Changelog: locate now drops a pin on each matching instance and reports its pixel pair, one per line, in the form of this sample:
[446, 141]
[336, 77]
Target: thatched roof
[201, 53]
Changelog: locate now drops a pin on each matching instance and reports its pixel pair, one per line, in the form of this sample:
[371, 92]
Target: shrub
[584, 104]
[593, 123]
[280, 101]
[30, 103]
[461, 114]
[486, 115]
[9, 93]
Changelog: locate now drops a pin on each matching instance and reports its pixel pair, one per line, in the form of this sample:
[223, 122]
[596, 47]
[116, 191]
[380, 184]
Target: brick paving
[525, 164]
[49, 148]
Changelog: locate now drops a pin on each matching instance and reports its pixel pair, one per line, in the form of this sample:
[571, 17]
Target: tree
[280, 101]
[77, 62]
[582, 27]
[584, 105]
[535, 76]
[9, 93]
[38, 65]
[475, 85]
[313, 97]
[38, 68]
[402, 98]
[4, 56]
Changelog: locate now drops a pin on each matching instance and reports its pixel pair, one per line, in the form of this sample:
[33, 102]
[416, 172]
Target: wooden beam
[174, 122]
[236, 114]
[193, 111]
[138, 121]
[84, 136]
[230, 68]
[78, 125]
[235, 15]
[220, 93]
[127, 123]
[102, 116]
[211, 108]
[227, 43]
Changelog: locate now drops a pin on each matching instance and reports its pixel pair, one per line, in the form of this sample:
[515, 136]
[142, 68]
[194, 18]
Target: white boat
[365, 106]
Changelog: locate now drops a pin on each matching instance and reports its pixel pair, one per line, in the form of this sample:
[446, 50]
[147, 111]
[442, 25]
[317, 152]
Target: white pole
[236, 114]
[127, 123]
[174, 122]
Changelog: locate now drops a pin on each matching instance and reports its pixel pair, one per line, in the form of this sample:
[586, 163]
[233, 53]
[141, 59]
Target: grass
========================================================================
ACTION ITEM » Line by line, retype all of the entries.

OUTPUT FOR THIS EXERCISE »
Changelog: locate now drops a pin on each matching instance and reports its pixel pair, one per line, in the form of this sample:
[446, 141]
[336, 77]
Target: thatched roof
[201, 53]
Changelog: locate now drops a pin on each matching instance and reports its pixel pair, one per line, in the form of this sample:
[371, 92]
Target: shrub
[584, 104]
[593, 123]
[280, 101]
[30, 103]
[461, 114]
[486, 115]
[9, 93]
Changelog: locate now drops a pin on each matching instance and reports its pixel pair, one per line, in the form of this sample:
[223, 122]
[596, 47]
[116, 191]
[380, 184]
Target: brick paving
[525, 164]
[49, 148]
Changelog: locate now drops a pin on each matching instance and reports its pixel pair, one per line, in the form of this sample:
[571, 17]
Target: tree
[280, 101]
[77, 62]
[582, 27]
[584, 105]
[535, 76]
[9, 93]
[38, 65]
[475, 85]
[313, 97]
[38, 68]
[402, 98]
[4, 56]
Changelog: locate now drops a pin on each matching instance and reports its pixel pair, one per line, in the form of this sample:
[33, 102]
[416, 172]
Target: wooden beam
[174, 122]
[236, 114]
[193, 111]
[138, 121]
[84, 136]
[230, 68]
[78, 125]
[235, 15]
[220, 93]
[127, 123]
[102, 116]
[211, 108]
[227, 43]
Changelog: locate now drops a pin on each matching instance and reports its pixel pair, one per line, in the form of this sample:
[515, 136]
[142, 68]
[194, 18]
Target: white boat
[365, 106]
Changelog: locate now drops a pin on each matching instance and reports its pixel pair, one per line, in the form of this sample:
[446, 50]
[147, 111]
[442, 25]
[317, 152]
Target: white pole
[236, 114]
[127, 123]
[174, 122]
Changelog: locate now drops a pin on each matching instance and reports its pixel pair, one per line, in the form of this sample:
[586, 163]
[233, 53]
[141, 59]
Target: grass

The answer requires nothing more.